### Required actions:
- A) Which Major League Baseball teams are named in the piece about Ben Sheets's 2004 season below?
- B) Set down word for word the stretch of the Ben Sheets piece below from "The 2004 version of the" through "innings. Nothing spectacular.".

[Document section]

Had Ben Sheets been pitching for a contending team instead of the Milwaukee Brewers in 2004, he would have been the Cy Young winner on a World Series team.
The 2004 version of the Milwaukee Brewers were bad. The 2004 version of Ben Sheets was extremely good. The numbers Sheets put up in his ’04 season were unlike any he had done before and were borderline historic.
Sheets was a first round pick in 1999 who debuted two years later and was an average pitcher his first few years in the league. His sub-500 record can be attributed to the bad Brewers teams he was on, but his earned run average was always around four and a half. He walked three guys per nine innings and struck out on average a little more than six guys per nine innings. Nothing spectacular.
In 2004, Sheets’ fourth year with the Brewers, something clicked. He became one of the most dominant pitchers in the league. His accuracy became pinpoint, walking fewer batters than ever before, while pitching several more innings. He was giving up fewer hits per nine innings. Less traffic on the base paths led to him shaving a run and a half off his ERA.
The rate with which his strikeouts increased and his walks decreased was of epic proportions. Sheets’ K/BB ratio was 8.25, the eighth best mark of all-time
Sheets did a wonderful job of keeping runners off base, and letting even fewer score. He was undone by his offense however, and his win/loss record reflected this. He finished 12-14 and in 11 of those losses his team scored two runs or fewer, including being shutout on four occasions.
The Brewers would lose 94 games and finish in sixth place in the division for the third straight year. They would reward Ben Sheets following the season with a 4 year/$38.5M contract.
After that point Sheets was a decent pitcher though he never pitched two hundred innings again, or struck out two hundred hitters. His ERA was never in the twos and in any full season his K/BB ration never higher than 5.64.
After Tommy John surgery took his 2009 away, Sheets pitched for the Oakland A’s, winning a career high 13 games. More arm troubles set in and Sheets made only nine starts his final season in the majors, with the Atlanta Braves.
Sheets pitched ten years total, and for one of them, he was one of the best pitchers in all of baseball. Too bad Ben Sheets couldn’t duplicate his successes of 2004.

[/Document section]
[Material shown]

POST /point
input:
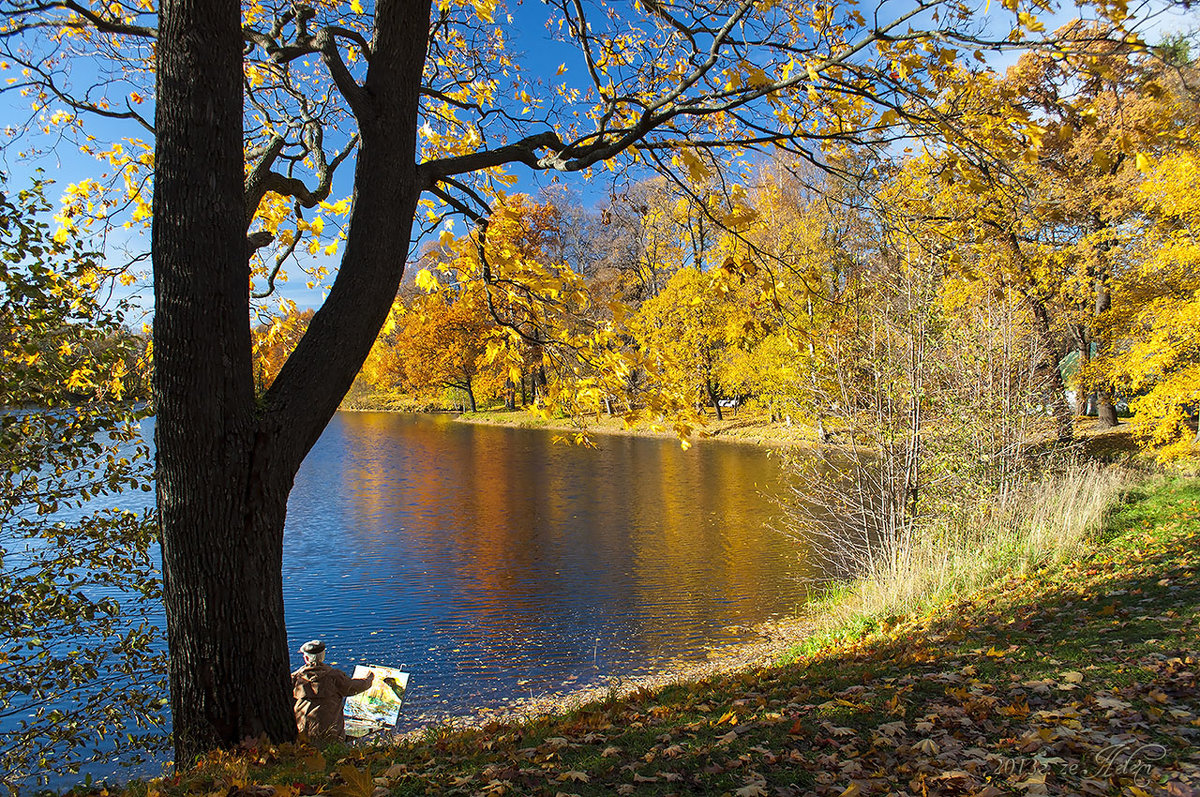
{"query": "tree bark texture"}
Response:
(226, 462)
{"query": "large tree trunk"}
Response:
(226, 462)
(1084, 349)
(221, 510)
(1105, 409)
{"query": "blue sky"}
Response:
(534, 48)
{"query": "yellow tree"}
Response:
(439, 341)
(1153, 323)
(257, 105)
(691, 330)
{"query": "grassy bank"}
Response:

[/Material shown]

### Answers by item number:
- A)
Milwaukee Brewers
Oakland A's
Atlanta Braves

- B)
The 2004 version of the Milwaukee Brewers were bad. The 2004 version of Ben Sheets was extremely good. The numbers Sheets put up in his ’04 season were unlike any he had done before and were borderline historic.
Sheets was a first round pick in 1999 who debuted two years later and was an average pitcher his first few years in the league. His sub-500 record can be attributed to the bad Brewers teams he was on, but his earned run average was always around four and a half. He walked three guys per nine innings and struck out on average a little more than six guys per nine innings. Nothing spectacular.